Segment Start: Text excerpt

Flaky Tests from Race Conditions- Root Causes and Fixes
Flaky tests are a common challenge in software development, often leading to unreliable test suites and wasted time debugging. They're dangerous because they can mask the real issues in your codebase, leading to a false sense of security. This erodes trust in test automation and can slow down continuous integration processes. One of the primary cause of flaky tests is race conditions, which occur when the timing of events leads to unpredictable outcomes.
A race condition occurs when two or more processes or threads attempt to change shared data at the same time. This can lead to unpredictable behavior and bugs that are difficult to reproduce. In the context of testing, race conditions can cause tests to pass or fail intermittently, depending on the timing of events.

What is a Race Condition in Test Automation?
In test automation, race conditions can occur when tests are not properly synchronized with the application state. This is especially common in asynchronous web applications, where the user interface (UI) may be updated independently of the underlying network requests. For example, a test might attempt to click a button before it is fully rendered or enabled, leading to intermittent failures.
Deterministic vs Non-Deterministic Outcomes:
- Deterministic Outcomes: These occur when tests consistently produce the same results under the same conditions. For example, if a test always passes when a button is clicked after it is fully loaded, it is considered deterministic.
- Non-Deterministic Outcomes: These occur when tests produce different results under the same conditions. For example, if a test sometimes passes and sometimes fails when a button is clicked before it is fully loaded, it is considered non-deterministic.

Segment End: Text excerpt

| Activity |
Retype the whole text on flaky tests and race conditions word for word. The data that comes next isn't needed for anything here.

Segment Start: Given data

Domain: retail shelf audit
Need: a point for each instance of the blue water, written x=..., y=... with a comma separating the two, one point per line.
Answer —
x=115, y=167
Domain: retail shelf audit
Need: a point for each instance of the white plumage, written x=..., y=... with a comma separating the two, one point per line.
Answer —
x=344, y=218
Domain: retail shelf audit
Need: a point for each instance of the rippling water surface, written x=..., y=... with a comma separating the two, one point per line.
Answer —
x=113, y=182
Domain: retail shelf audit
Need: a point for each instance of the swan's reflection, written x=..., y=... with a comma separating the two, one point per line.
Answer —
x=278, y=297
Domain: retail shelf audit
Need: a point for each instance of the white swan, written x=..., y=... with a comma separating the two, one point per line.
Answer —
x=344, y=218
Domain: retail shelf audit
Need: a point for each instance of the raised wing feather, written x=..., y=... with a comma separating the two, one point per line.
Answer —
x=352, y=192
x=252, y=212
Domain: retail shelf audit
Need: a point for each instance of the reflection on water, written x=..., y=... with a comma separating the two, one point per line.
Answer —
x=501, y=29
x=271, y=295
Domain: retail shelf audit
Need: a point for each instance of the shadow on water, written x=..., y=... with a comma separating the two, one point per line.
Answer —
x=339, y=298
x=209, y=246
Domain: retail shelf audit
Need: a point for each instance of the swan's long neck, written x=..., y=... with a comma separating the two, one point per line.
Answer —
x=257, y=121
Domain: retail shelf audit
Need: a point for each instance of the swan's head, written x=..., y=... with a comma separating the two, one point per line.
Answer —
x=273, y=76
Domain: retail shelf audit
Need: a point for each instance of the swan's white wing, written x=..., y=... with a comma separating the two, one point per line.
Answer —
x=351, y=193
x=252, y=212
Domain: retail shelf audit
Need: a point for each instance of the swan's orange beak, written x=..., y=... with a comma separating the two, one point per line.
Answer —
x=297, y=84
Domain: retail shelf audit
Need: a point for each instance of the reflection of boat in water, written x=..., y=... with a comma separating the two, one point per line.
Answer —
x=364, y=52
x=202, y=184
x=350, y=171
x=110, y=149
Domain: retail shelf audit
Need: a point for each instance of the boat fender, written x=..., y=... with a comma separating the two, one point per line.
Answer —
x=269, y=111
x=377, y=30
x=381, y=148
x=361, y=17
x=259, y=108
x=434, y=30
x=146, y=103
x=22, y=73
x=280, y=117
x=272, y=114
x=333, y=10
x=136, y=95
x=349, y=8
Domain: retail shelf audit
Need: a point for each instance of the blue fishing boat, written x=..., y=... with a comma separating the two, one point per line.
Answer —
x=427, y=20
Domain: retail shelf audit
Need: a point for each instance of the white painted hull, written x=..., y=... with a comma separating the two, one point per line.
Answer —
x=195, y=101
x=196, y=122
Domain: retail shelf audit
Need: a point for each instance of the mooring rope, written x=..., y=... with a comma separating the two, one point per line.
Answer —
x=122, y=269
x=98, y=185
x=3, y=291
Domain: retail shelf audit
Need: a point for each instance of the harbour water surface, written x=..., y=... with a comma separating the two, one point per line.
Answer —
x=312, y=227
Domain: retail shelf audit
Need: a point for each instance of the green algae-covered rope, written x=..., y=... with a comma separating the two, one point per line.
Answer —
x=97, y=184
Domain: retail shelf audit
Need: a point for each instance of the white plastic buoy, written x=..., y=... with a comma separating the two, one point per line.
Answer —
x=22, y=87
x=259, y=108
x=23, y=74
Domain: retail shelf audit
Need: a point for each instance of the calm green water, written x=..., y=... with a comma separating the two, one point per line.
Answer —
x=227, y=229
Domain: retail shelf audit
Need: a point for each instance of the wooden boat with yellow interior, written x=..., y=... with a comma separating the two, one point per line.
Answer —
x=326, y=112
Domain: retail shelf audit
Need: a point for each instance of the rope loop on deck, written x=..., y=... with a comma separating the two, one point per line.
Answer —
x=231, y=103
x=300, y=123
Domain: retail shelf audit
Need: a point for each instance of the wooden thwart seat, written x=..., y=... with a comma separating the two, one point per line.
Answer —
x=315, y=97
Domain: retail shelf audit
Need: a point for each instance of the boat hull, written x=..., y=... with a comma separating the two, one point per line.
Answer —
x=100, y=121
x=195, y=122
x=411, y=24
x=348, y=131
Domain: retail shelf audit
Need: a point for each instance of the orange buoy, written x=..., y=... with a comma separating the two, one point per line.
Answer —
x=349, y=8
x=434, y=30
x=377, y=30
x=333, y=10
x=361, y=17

Segment End: Given data
Segment Start: Given data

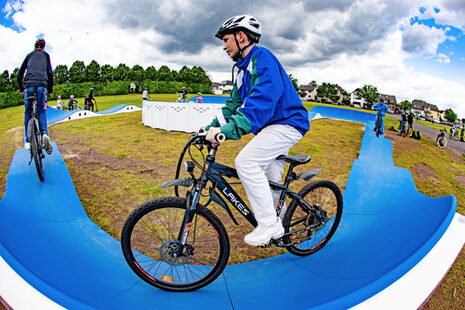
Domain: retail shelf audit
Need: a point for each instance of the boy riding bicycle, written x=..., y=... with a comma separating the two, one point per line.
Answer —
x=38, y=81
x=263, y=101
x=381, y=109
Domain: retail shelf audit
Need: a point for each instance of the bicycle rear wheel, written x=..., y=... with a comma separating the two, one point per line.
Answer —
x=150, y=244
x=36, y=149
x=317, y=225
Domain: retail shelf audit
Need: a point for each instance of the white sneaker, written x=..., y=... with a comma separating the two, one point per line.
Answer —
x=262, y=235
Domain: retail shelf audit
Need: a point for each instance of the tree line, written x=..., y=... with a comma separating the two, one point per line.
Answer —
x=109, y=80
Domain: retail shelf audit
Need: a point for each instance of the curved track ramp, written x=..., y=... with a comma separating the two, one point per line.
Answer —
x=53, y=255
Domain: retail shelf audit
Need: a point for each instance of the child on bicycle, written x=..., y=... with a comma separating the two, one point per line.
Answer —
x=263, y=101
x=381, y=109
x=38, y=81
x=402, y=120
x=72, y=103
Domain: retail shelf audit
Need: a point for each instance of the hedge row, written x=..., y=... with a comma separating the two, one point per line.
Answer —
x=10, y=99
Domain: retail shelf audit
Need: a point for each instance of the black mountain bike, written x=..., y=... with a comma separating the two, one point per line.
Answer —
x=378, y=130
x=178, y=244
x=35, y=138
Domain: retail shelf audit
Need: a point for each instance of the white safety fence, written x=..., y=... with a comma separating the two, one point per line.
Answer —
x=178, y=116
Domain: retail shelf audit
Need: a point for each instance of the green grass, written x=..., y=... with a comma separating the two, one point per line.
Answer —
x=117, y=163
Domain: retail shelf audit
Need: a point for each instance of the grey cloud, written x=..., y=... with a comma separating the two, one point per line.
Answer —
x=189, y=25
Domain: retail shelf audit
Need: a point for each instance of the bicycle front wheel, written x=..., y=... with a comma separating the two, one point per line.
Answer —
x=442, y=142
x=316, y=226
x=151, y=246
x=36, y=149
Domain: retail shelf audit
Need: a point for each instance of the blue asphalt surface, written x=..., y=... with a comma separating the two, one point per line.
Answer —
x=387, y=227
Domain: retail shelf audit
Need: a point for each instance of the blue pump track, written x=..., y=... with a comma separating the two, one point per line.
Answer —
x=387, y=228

Segment End: Given data

| Solution to the exercise |
Flaky Tests from Race Conditions- Root Causes and Fixes
Flaky tests are a common challenge in software development, often leading to unreliable test suites and wasted time debugging. They're dangerous because they can mask the real issues in your codebase, leading to a false sense of security. This erodes trust in test automation and can slow down continuous integration processes. One of the primary cause of flaky tests is race conditions, which occur when the timing of events leads to unpredictable outcomes.
A race condition occurs when two or more processes or threads attempt to change shared data at the same time. This can lead to unpredictable behavior and bugs that are difficult to reproduce. In the context of testing, race conditions can cause tests to pass or fail intermittently, depending on the timing of events.

What is a Race Condition in Test Automation?
In test automation, race conditions can occur when tests are not properly synchronized with the application state. This is especially common in asynchronous web applications, where the user interface (UI) may be updated independently of the underlying network requests. For example, a test might attempt to click a button before it is fully rendered or enabled, leading to intermittent failures.
Deterministic vs Non-Deterministic Outcomes:
- Deterministic Outcomes: These occur when tests consistently produce the same results under the same conditions. For example, if a test always passes when a button is clicked after it is fully loaded, it is considered deterministic.
- Non-Deterministic Outcomes: These occur when tests produce different results under the same conditions. For example, if a test sometimes passes and sometimes fails when a button is clicked before it is fully loaded, it is considered non-deterministic.